> [Da svolgere]:
A: Elenchi tutte le persone citate per nome nell'articolo sulla statua Forward, nell'ordine in cui compaiono.
B: Trascriva fedelmente il passo dell'articolo sulla statua Forward che va da "Le proteste del" a "Campidoglio di Madison.".

> [Articolo]:
Questa la storia di Forward fino al giugno 2020. Al di là del valore artistico di Forward per questa scultura il contesto storico e il piano simbolico si sono intessuti fin dall’inizio. Certo qualcuno potrà considerare Forward una “statuaccia ottecentesca” (cit.). E forse tra le tante artiste della Columbian Exposition ve ne furono di più dotate della Miner Coburn. Ma Forward non è una semplice statua allegorica, ma è un’opera che ha realmente vissuto e incarnato la sua allegoria.
Le proteste del giugno 2020
Da questa premessa si arriva al giugno 1920 e a come Forward sia stata buttata giù, e di come attivisti e attiviste abbiano rivendicato sul piano politico quell’abbattimento. A prescindere da qualunque considerazione storica.
Dopo la morte di George Floyd il 25 maggio 2020, Madison è tra le tante città degli Stati Uniti che vedono, oltre alle manifestazioni temporanee, l’organizzazioni di picchetti nel nome di Black Lives Matters. Picchetto permamente che come in molte città viene organizzato di fronte ai simboli del potere locale, come il palazzo del Campidoglio di Madison.
Proteste pacifiche, inizialmente, in cui ci si limita a un po’ di vernice e qualche scritta sul piedistallo di Forward. I giornali locali restituiscono un clima sostanzialmente propositivo e positivo. Tra i portavoce dei manifestanti di cui danno riscontro le cronache Ebony Anderson-Carter, che giocoforza sarà tra quelli che rivendicheranno l’abbattimento di Forward il 23 giugno successivo.
La situazione tranquilla nella piazza antistante il Campidoglio di Madison precipita la notte del 23 giugno, quando le forze di polizia locali arrestano uno dei manifestanti. Arresto che fa da scintilla e causa una notte di violenze in cui vengono abbattute sia Forward che la statua di Hans Christian Heg. Questi, nativo della Norvegia, fu un fervente abolizionista e morì in battaglia con il grado di Colonnello dell’esercito Unionista a Chickamauga nel settembre 1863. Insomma Heg dovrebbe essere considerato un eroe della guerra contro i Confederati schiavisti. A scanso di equivoci la statua di Heg non solo è stata abbatttuta, ma è stata anche decapitata.
il mattino dopo, 24 giugno, il fatto che le proteste pacifiche avessero condotto all’abbatimento di una statua dedicata all’emancipazione femminile, e all’abbattimento con vandalismo di una statua di un eroe abolizionista ha fatto sì che anche i giornali più liberal del Midwest si ponessero delle domande sulle motivazioni dei movimenti. Per usare le parole del Wisconsin State Journali, foglio che ha appoggiato Obama nel 2008, Clinton nel 2016 e Biden nel 2020, le statue cadute: “lasciano molte persone a chiedersi con quale scopo gli abbattimenti siano serviti a far avanzare il movimento Black Lives Matter.”
I portavoce dei manifestanti, anziché azzardare un passo indietro, hanno trovato il modo di rivendicare l’abbattimento delle due statue come atto politico. Ebony Anderson-Carter ha dichiarato che, nonostante le statue simbolizzassero buone cause, creavano una “falsa rappresentazione di ciò che è questa città“. Concludendo “Spero solo che alcune persone si rendano conto che a volte è necessario parlare alle persone in una lingua che solo loro capiscono. Smettete di cercare di farci parlare con voi nella vostra lingua.”

> [Sezione dati]:
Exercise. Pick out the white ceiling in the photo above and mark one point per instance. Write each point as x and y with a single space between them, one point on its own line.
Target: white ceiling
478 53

> [Risposte ai compiti]:
A:
Miner Coburn
George Floyd
Ebony Anderson-Carter
Hans Christian Heg
Obama
Clinton
Biden

B:
Le proteste del giugno 2020
Da questa premessa si arriva al giugno 1920 e a come Forward sia stata buttata giù, e di come attivisti e attiviste abbiano rivendicato sul piano politico quell’abbattimento. A prescindere da qualunque considerazione storica.
Dopo la morte di George Floyd il 25 maggio 2020, Madison è tra le tante città degli Stati Uniti che vedono, oltre alle manifestazioni temporanee, l’organizzazioni di picchetti nel nome di Black Lives Matters. Picchetto permamente che come in molte città viene organizzato di fronte ai simboli del potere locale, come il palazzo del Campidoglio di Madison.